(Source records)
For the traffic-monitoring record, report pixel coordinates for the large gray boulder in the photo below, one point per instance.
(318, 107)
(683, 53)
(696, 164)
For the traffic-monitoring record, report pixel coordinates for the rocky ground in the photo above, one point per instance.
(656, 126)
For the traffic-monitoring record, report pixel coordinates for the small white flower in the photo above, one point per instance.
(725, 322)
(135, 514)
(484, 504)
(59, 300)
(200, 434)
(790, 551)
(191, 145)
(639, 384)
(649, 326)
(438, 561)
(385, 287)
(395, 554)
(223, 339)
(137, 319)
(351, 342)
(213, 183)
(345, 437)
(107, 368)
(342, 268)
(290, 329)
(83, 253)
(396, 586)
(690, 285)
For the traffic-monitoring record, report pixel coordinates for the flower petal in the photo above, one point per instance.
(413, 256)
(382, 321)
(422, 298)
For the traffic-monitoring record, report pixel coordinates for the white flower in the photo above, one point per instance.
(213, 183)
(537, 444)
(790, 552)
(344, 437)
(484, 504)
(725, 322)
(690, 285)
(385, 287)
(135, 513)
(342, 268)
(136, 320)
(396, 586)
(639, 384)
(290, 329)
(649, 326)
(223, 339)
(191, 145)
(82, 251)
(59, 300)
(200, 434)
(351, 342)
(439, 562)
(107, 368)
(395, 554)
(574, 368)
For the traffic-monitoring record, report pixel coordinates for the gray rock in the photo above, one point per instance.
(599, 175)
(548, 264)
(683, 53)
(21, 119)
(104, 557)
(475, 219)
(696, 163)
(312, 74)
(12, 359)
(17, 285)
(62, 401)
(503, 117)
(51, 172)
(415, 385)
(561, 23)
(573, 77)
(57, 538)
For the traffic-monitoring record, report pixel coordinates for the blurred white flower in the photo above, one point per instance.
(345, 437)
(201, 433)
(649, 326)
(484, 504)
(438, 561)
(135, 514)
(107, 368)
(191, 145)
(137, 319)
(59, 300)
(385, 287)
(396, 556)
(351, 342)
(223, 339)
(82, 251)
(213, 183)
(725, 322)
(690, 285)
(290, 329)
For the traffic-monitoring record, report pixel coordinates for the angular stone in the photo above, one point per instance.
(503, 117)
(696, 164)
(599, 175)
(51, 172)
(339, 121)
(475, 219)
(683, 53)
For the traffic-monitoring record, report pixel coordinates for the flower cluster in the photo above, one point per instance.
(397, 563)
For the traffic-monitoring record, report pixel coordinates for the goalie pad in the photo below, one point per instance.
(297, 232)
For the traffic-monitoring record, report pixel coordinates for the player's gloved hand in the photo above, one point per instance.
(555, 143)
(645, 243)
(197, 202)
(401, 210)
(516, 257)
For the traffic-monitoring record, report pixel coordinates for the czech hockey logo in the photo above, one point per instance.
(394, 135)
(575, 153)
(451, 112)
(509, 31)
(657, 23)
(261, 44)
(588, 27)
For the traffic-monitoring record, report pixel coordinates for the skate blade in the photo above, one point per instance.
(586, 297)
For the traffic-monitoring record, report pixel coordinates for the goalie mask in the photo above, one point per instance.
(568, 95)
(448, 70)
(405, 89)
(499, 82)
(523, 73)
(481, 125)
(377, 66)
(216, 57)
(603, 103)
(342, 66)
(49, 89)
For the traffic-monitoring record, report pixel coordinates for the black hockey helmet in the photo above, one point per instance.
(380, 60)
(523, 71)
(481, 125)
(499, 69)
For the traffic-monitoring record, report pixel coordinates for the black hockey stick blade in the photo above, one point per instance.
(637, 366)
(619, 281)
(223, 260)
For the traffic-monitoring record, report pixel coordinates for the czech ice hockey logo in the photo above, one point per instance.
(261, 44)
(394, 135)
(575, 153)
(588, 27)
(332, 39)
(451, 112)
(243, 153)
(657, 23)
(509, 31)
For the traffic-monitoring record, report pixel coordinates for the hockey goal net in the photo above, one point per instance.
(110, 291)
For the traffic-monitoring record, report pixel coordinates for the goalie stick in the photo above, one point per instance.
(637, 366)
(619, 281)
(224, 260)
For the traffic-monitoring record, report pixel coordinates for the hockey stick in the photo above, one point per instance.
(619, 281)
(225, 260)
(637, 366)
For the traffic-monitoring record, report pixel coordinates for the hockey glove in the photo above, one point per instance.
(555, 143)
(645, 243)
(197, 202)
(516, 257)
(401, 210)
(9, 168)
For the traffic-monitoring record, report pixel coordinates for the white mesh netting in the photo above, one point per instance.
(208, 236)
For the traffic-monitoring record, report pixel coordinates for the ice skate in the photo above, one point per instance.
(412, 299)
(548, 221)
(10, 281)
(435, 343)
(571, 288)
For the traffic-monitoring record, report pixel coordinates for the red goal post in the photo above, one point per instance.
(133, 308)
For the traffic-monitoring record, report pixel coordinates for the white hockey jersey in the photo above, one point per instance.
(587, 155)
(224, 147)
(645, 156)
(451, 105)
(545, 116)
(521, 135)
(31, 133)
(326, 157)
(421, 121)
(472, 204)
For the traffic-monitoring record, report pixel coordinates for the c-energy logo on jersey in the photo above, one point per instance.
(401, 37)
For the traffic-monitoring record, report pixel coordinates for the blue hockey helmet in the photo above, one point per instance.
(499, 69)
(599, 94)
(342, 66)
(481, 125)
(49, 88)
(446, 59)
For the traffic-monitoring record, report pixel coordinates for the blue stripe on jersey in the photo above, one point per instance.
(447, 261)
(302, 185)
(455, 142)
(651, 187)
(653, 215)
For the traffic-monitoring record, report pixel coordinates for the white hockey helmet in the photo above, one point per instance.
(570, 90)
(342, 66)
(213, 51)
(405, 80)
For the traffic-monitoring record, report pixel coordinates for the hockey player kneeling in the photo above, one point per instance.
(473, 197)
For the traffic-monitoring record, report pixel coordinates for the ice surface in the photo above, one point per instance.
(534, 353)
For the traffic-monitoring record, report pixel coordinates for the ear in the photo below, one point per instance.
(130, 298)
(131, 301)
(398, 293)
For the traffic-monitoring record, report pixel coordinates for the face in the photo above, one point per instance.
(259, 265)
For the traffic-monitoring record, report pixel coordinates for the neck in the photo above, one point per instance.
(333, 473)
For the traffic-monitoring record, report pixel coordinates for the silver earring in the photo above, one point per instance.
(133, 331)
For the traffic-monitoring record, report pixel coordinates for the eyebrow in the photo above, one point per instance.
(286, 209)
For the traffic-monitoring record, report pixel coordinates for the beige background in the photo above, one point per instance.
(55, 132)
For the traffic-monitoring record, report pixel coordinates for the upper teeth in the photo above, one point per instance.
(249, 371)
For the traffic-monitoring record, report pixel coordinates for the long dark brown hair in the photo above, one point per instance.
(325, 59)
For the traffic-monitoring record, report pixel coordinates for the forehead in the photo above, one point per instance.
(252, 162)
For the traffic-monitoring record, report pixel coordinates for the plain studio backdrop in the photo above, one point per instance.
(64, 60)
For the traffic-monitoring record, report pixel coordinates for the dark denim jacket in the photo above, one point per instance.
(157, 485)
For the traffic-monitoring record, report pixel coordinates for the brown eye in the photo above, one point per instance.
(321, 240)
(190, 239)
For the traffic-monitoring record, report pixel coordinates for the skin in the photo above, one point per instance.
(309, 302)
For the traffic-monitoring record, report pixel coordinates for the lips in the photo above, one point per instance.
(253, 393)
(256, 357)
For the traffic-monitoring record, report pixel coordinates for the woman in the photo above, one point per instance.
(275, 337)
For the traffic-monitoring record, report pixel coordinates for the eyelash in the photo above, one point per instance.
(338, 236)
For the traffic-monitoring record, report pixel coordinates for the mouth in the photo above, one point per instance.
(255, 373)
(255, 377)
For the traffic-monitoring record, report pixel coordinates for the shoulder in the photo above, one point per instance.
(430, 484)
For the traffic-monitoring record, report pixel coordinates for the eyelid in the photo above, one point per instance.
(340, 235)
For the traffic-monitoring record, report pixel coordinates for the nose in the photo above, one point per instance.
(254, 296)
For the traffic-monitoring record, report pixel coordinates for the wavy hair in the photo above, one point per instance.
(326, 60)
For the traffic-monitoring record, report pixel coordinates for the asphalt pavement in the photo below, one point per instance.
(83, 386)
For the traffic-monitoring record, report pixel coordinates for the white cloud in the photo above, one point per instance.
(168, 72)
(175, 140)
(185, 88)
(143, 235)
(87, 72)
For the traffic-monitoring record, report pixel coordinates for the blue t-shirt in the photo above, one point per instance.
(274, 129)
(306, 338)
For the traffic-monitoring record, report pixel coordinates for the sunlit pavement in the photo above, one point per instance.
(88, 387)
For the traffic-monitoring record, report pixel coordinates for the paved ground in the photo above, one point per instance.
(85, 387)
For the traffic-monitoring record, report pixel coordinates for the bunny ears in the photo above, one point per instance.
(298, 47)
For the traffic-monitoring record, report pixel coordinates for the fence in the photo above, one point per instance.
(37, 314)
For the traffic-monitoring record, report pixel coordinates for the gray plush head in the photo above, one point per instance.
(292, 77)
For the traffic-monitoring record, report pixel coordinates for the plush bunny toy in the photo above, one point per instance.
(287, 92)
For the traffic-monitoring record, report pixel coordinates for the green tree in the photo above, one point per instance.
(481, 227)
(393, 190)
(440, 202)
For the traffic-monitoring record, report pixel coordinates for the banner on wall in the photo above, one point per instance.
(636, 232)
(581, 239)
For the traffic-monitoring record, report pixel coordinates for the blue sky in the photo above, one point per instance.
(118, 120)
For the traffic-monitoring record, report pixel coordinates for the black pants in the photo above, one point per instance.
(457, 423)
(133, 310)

**EXERCISE BRIEF**
Only a verbatim transcription of the lines from the one containing "the blue sky" through the last line of the records counts as the answer.

**OUTPUT OF THE EXERCISE**
For the traffic-monitoring record, report pixel coordinates for the blue sky in the photo above, one point per instance.
(118, 120)
For the traffic-monitoring record, report pixel coordinates for the black pants in the photo above, one point per instance.
(457, 423)
(133, 310)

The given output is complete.